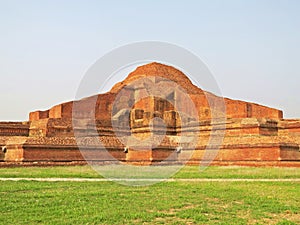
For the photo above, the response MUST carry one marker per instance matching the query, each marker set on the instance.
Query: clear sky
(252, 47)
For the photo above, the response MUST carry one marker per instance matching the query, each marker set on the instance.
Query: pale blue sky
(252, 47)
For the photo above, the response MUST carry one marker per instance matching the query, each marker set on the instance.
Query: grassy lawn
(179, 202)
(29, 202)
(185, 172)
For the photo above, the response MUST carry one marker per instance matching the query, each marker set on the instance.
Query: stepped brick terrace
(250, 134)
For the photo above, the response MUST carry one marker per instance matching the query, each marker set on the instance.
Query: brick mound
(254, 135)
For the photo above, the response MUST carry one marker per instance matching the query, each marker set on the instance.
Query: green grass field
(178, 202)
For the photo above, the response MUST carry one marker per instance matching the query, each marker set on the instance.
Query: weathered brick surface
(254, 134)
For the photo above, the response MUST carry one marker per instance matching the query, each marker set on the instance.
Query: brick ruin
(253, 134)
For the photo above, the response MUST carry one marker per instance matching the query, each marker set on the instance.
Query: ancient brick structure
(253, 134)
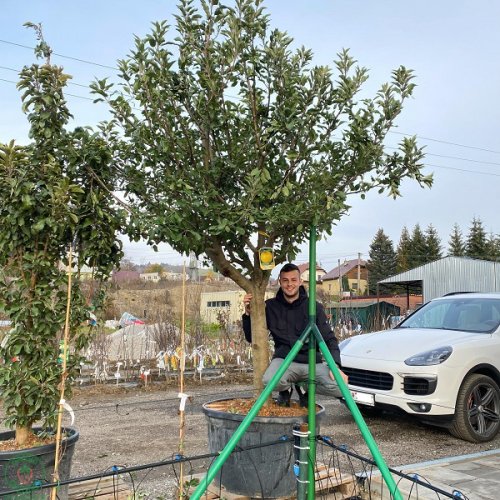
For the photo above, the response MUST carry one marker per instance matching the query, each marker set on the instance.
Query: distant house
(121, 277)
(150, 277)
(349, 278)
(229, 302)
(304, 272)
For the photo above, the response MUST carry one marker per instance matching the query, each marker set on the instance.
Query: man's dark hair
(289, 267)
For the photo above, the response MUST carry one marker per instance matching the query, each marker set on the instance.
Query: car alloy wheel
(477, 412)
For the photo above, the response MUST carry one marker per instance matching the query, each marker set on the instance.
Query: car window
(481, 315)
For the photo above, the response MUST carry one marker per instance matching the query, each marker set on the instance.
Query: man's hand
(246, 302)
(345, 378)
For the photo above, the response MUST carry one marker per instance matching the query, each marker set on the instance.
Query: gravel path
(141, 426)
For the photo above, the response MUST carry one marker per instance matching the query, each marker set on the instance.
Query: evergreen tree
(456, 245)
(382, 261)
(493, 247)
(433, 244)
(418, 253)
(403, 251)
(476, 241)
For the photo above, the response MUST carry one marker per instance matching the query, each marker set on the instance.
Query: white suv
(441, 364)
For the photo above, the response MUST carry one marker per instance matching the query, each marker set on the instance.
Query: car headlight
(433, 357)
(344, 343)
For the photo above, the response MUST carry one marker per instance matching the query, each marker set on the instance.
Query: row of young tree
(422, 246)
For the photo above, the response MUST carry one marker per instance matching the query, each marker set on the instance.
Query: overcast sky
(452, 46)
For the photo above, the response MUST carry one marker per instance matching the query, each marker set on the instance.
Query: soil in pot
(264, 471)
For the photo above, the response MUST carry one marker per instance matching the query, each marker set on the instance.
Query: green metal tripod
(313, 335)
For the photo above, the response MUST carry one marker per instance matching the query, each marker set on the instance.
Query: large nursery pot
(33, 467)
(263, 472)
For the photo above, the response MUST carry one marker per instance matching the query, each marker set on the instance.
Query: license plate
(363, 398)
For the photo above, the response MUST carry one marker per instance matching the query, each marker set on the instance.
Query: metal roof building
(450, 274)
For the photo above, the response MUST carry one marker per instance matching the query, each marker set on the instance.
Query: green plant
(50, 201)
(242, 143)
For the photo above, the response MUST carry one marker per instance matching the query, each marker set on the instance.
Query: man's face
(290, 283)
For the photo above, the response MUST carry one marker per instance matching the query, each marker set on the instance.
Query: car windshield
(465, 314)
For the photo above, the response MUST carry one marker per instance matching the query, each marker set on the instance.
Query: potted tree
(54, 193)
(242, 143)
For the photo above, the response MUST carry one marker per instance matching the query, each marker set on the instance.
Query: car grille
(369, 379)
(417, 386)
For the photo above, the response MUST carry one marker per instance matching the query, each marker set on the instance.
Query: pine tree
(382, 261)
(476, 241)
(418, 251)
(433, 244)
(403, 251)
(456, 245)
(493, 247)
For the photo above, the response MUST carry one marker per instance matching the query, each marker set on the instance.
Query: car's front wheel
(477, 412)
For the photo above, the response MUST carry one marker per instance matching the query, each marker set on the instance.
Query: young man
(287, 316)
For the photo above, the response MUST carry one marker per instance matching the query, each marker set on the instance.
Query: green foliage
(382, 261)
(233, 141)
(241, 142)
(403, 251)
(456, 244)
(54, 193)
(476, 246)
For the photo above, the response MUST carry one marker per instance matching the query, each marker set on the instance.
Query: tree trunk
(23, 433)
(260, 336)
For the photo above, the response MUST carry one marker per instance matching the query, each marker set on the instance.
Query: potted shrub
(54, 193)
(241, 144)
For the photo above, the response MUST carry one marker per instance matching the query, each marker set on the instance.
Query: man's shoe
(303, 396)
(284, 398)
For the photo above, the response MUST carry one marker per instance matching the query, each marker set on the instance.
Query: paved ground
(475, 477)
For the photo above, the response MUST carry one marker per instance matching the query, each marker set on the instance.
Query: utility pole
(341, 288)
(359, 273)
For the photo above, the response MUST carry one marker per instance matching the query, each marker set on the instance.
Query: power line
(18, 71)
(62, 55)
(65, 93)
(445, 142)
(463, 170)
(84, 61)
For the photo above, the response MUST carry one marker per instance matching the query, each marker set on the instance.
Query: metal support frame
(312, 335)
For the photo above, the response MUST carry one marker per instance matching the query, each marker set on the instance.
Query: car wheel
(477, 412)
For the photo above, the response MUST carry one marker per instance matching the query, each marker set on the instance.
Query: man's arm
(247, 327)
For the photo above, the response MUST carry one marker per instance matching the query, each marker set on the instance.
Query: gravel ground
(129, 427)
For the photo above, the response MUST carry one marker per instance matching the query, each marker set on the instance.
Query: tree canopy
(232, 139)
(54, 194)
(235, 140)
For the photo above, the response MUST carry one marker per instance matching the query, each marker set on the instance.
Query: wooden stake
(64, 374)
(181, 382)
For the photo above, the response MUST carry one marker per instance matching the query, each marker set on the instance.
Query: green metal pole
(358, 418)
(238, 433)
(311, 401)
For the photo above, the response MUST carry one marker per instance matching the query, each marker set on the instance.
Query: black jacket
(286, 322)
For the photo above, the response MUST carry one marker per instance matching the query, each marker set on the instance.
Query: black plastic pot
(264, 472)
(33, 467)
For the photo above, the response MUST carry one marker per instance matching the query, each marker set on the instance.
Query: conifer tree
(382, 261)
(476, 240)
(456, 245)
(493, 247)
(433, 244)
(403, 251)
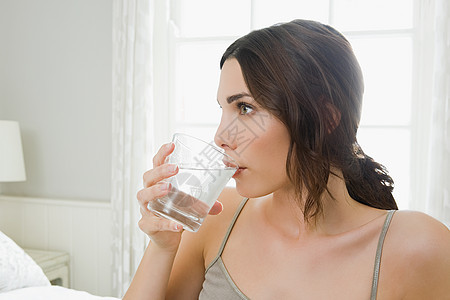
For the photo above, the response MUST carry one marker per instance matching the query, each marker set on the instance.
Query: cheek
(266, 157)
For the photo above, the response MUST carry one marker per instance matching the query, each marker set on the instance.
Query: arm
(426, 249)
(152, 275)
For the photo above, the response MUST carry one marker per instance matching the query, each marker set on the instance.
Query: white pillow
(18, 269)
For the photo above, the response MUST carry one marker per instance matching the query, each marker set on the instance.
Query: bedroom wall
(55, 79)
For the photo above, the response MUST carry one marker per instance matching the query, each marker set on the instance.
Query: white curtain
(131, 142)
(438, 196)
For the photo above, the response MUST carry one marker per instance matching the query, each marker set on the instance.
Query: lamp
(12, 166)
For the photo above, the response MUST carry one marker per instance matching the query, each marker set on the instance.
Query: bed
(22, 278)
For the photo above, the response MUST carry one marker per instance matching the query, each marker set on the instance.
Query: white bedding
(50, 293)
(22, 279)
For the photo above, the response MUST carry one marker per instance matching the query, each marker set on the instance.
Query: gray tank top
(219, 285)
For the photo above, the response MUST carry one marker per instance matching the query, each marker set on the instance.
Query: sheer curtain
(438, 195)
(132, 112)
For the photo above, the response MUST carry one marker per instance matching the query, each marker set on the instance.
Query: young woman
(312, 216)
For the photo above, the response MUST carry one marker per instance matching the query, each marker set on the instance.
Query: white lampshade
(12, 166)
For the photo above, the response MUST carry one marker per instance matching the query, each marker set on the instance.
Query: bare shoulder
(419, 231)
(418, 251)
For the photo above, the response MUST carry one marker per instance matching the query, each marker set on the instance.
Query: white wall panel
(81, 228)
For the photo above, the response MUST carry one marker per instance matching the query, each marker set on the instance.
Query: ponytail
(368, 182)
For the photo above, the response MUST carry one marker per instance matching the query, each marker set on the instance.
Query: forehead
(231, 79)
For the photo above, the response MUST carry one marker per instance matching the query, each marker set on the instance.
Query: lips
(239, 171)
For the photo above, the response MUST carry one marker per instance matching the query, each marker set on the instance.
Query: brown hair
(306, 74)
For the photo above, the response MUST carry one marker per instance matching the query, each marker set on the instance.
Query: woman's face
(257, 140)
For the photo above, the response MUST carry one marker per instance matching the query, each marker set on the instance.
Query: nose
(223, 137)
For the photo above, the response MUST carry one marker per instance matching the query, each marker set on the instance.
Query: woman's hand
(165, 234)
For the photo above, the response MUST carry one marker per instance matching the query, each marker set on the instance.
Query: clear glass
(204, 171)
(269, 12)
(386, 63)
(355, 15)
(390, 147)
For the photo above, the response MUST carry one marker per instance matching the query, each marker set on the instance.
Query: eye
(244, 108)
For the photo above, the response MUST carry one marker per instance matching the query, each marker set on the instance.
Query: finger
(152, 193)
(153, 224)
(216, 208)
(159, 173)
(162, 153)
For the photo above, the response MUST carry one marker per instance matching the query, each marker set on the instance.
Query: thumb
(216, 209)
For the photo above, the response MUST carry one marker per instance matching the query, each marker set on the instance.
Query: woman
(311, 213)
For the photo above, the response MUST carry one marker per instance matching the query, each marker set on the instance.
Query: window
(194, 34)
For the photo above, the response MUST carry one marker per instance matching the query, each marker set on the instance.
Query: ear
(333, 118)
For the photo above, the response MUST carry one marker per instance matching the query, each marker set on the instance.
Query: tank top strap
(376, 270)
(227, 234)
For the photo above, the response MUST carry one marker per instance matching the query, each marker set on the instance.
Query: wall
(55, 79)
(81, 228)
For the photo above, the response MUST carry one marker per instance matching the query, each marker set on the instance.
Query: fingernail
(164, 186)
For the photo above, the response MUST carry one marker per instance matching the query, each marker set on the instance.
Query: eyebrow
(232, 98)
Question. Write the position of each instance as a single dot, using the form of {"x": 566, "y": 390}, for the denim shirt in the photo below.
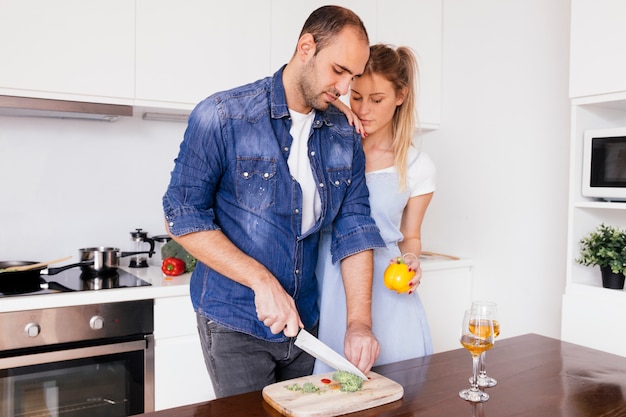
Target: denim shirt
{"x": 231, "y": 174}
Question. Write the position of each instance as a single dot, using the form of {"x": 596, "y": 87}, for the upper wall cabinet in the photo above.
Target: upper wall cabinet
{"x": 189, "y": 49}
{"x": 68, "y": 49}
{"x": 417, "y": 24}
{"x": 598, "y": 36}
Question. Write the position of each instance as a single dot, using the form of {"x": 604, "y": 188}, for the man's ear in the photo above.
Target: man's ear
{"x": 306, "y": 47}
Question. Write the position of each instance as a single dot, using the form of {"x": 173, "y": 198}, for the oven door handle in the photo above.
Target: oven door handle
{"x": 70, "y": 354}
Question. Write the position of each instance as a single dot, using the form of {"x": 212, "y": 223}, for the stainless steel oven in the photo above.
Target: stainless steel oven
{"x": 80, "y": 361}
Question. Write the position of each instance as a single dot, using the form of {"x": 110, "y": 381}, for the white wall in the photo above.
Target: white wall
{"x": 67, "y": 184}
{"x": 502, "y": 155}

========================

INSTRUCTIONS FOR THE TASK: For this task, copy exactly the line with "Target: oven door handle" and the lines that come after it, stopping at the end of the material above.

ANSWER FOR THIS EXERCISE:
Target: oven door handle
{"x": 70, "y": 354}
Question. Write the position of each instance as a single dot, using the form of {"x": 212, "y": 223}, for the stainless steel oven in the photo above.
Target: stainless steel oven
{"x": 80, "y": 361}
Question. Write the position of each instance as a single dot, using the form of {"x": 110, "y": 381}, for the white wall in the photo above.
Target: white wall
{"x": 67, "y": 184}
{"x": 502, "y": 155}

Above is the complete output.